- Exercise instructions -
Output everything from the line containing "Task: indicate the diced" down to the end of the items below as a JSON array of strings, one string per line, omitting blank lines.

╭──

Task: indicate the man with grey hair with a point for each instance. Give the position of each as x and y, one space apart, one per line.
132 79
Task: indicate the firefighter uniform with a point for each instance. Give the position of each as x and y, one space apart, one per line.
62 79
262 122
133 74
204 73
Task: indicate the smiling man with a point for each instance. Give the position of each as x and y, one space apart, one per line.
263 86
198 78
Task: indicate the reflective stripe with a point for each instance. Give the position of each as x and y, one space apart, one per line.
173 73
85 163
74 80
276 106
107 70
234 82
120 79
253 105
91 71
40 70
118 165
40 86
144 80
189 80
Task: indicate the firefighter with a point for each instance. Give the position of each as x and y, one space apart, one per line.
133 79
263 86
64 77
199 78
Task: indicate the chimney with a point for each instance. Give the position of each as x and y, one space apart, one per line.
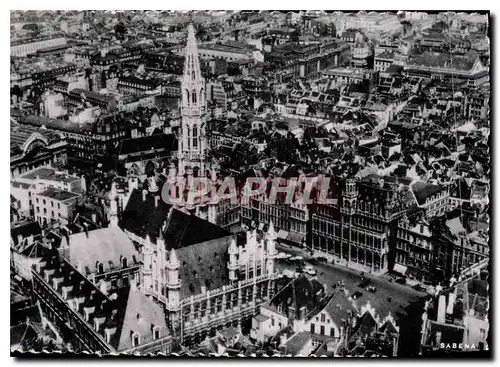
103 287
451 303
441 309
282 339
109 333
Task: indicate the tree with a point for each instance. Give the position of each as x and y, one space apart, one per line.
120 30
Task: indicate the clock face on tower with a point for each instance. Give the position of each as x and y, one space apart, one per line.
192 140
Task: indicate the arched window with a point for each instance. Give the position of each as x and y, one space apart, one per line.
195 136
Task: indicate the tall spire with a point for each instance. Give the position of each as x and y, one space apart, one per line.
193 98
192 142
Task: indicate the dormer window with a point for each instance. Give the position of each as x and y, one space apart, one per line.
156 333
136 339
96 325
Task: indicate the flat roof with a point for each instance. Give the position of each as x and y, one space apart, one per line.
46 173
57 194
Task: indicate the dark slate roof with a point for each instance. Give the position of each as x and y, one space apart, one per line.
185 230
388 328
365 326
300 292
26 229
424 190
449 333
204 264
147 143
144 218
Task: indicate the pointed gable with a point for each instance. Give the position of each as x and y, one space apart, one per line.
184 230
140 316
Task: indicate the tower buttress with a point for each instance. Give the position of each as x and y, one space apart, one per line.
173 282
113 210
271 248
192 142
233 261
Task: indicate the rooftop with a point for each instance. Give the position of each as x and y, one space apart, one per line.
57 194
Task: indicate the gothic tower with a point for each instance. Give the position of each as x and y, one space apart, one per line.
192 143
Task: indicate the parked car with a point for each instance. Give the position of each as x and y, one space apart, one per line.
357 294
364 282
313 261
419 288
311 271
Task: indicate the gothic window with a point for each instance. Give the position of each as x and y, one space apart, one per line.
195 136
135 339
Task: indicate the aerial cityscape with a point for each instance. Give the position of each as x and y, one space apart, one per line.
250 183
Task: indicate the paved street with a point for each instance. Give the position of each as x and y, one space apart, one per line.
405 305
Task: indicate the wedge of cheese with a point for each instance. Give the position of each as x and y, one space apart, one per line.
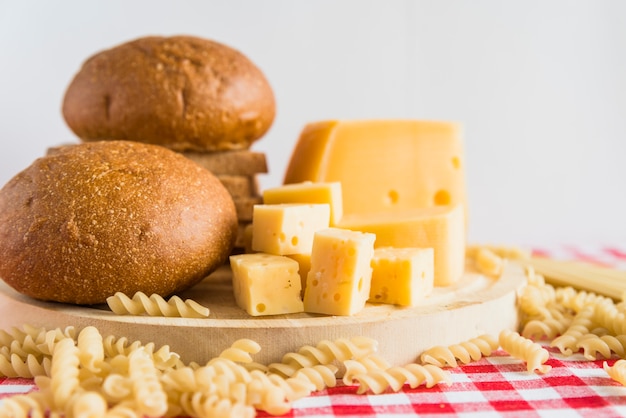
339 280
308 192
266 284
287 228
383 164
402 276
441 228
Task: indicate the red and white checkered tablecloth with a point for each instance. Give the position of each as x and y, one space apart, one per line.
498 385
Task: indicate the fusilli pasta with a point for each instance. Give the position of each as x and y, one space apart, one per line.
524 349
156 305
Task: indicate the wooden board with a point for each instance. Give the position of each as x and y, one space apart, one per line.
475 305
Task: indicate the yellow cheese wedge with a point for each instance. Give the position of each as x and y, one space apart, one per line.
287 228
308 192
383 164
266 284
402 276
441 228
340 276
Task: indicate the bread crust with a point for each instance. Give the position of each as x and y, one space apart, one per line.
97 218
182 92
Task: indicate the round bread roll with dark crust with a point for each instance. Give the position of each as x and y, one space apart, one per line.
182 92
93 219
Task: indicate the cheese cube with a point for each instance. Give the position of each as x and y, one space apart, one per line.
402 276
383 164
266 284
339 280
304 261
287 228
441 228
308 192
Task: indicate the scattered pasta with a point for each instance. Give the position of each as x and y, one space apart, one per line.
83 373
156 305
465 352
616 372
525 349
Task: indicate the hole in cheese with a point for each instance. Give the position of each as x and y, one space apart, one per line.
442 198
392 197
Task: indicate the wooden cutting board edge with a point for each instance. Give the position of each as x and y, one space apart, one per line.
403 334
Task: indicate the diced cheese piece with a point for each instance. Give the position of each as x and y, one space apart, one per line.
304 261
266 284
383 164
339 280
402 276
287 228
441 228
308 192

╰──

- Written answer -
[
  "Task: indicate the diced cheese piece with a point for each instance. Give the position of each as x and y, one space apart, one per line.",
  "304 261",
  "266 284",
  "383 164",
  "339 280",
  "402 276",
  "287 228",
  "441 228",
  "308 192"
]